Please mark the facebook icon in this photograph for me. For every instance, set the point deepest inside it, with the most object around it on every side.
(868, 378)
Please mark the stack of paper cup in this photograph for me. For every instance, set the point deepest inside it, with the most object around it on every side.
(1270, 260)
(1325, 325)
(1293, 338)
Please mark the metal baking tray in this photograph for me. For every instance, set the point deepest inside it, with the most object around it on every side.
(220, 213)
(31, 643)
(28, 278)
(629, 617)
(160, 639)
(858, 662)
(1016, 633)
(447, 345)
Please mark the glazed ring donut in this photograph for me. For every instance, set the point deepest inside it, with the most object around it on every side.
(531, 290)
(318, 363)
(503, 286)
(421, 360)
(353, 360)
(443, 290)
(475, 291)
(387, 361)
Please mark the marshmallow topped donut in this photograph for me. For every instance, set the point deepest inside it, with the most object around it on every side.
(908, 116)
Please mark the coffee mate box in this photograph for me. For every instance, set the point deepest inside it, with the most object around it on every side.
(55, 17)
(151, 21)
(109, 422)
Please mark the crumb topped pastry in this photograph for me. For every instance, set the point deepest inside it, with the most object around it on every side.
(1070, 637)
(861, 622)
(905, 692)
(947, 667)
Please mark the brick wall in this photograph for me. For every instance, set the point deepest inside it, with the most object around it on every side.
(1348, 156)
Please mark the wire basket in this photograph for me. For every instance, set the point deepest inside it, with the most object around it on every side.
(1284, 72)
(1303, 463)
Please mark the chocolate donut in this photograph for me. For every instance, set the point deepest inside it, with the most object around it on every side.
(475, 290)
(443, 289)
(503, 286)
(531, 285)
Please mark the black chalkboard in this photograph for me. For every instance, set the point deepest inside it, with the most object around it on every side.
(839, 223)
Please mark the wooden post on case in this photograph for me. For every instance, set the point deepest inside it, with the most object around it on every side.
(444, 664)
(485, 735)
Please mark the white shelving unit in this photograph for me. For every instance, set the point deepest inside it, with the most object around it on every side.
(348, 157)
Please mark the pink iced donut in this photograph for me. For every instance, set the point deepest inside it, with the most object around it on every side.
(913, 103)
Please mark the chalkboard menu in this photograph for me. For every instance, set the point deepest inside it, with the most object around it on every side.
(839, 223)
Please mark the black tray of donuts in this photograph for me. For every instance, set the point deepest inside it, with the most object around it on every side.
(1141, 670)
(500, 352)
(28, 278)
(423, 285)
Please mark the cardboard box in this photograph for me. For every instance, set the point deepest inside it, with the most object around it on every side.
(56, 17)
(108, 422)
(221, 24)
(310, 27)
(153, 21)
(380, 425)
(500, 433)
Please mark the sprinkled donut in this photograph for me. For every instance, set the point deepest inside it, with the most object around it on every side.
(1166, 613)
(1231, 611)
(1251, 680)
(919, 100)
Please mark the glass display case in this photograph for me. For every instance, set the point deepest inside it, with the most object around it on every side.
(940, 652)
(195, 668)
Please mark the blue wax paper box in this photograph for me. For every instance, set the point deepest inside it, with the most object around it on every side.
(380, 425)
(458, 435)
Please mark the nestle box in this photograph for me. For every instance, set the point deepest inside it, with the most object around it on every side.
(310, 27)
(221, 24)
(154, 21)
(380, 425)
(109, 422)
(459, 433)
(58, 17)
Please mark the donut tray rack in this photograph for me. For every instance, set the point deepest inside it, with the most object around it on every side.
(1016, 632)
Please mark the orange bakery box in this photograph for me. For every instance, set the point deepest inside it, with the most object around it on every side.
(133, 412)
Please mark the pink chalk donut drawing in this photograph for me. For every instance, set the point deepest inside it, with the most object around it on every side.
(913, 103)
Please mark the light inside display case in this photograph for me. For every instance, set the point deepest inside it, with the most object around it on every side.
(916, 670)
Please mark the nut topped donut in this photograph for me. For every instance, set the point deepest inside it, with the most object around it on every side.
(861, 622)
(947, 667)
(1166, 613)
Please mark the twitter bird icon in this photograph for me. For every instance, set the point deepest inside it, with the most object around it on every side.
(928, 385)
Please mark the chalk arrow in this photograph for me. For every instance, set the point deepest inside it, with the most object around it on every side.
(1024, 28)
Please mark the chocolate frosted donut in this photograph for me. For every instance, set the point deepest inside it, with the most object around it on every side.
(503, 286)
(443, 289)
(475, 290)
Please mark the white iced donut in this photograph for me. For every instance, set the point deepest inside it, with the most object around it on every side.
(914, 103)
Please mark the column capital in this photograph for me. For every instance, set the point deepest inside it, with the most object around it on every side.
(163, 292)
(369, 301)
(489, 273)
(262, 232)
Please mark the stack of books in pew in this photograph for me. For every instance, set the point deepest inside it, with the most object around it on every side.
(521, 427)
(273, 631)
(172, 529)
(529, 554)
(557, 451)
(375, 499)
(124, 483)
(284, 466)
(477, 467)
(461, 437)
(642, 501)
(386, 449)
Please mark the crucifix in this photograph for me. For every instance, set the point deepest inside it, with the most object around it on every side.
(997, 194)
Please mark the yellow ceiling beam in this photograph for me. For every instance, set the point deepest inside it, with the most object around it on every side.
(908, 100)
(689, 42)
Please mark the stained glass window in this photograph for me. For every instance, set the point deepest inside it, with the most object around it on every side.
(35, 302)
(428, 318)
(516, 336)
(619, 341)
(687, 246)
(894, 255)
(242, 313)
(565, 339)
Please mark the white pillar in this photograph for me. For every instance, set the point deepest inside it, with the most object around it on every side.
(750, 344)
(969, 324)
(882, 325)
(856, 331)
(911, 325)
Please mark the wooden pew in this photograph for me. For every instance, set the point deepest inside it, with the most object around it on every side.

######

■ WHAT IS BEING ASKED
Would you quote, exactly and only, the lines from the one containing "Please mark the white pillar" to the end of the entries?

■ OUTPUT BELOW
Please mark the white pillar in this photograph for me. For every instance, set the point deepest inside it, with the most object around it on every side.
(750, 344)
(969, 324)
(882, 325)
(856, 331)
(911, 325)
Please mark the wooden pew in this photograph for me. For every instance, set the point deepest inside it, with the most object around it on every side.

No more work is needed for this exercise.